Requirement A. In the forum thread, what hangs on the bike's center bar?
Requirement B. Please copy the forum thread word for word, starting with "## fordsnake (Feb" and going on through "Now that's cool!".

Provided passage.
# Cool Ebay photo



## 66TigerCat (Feb 18, 2015)

http://www.ebay.com/itm/African-Ame...-8th-AF-/201290609969?&_trksid=p2056016.l4276


----------



## rustjunkie (Feb 18, 2015)




----------



## rollfaster (Feb 18, 2015)

That is a really cool photo. Rob.


----------



## PCHiggin (Feb 18, 2015)

*???*

Whats so cool about it?


----------



## bricycle (Feb 18, 2015)

Wonder what is written on his t-shirt?


----------



## jkent (Feb 18, 2015)

looks like an early WWII Columbia bicycle. It has the straight down tube and hardly ever seen with the heart shaped sprocket.
I would like to have the bike. Notice the Persons tool pouch hanging on the center bar. and tire pump on the down tube.
JKent


----------



## Pantmaker (Feb 18, 2015)

This is really cool. We are family friends with a gentleman who is one of the last living Tuskegee airmen. Cant wait to show this to him.


----------



## 66TigerCat (Feb 19, 2015)

PCHiggin said:


> Whats so cool about it?




The bike mainly but I haven't seen that many pics from this era with these bikes in use.


----------



## fordsnake (Feb 19, 2015)

Pantmaker said:


> This is really cool. We are family friends with a gentleman who is one of the last living Tuskegee airmen. Cant wait to show this to him.




Now that's cool!


----------

Entries.
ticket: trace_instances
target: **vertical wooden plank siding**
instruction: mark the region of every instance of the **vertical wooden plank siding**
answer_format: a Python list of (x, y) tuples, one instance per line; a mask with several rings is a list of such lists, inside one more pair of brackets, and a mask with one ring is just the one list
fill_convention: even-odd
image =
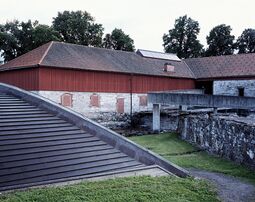
[(0, 82), (25, 90), (39, 90), (39, 68), (0, 71)]
[[(192, 79), (96, 72), (85, 70), (40, 68), (39, 89), (48, 91), (147, 93), (176, 89), (194, 89)], [(132, 78), (131, 78), (132, 77)], [(132, 85), (130, 82), (132, 80)]]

Expected output A. A Persons tool pouch.

Expected output B.
## fordsnake (Feb 19, 2015)

Pantmaker said:


> This is really cool. We are family friends with a gentleman who is one of the last living Tuskegee airmen. Cant wait to show this to him.




Now that's cool!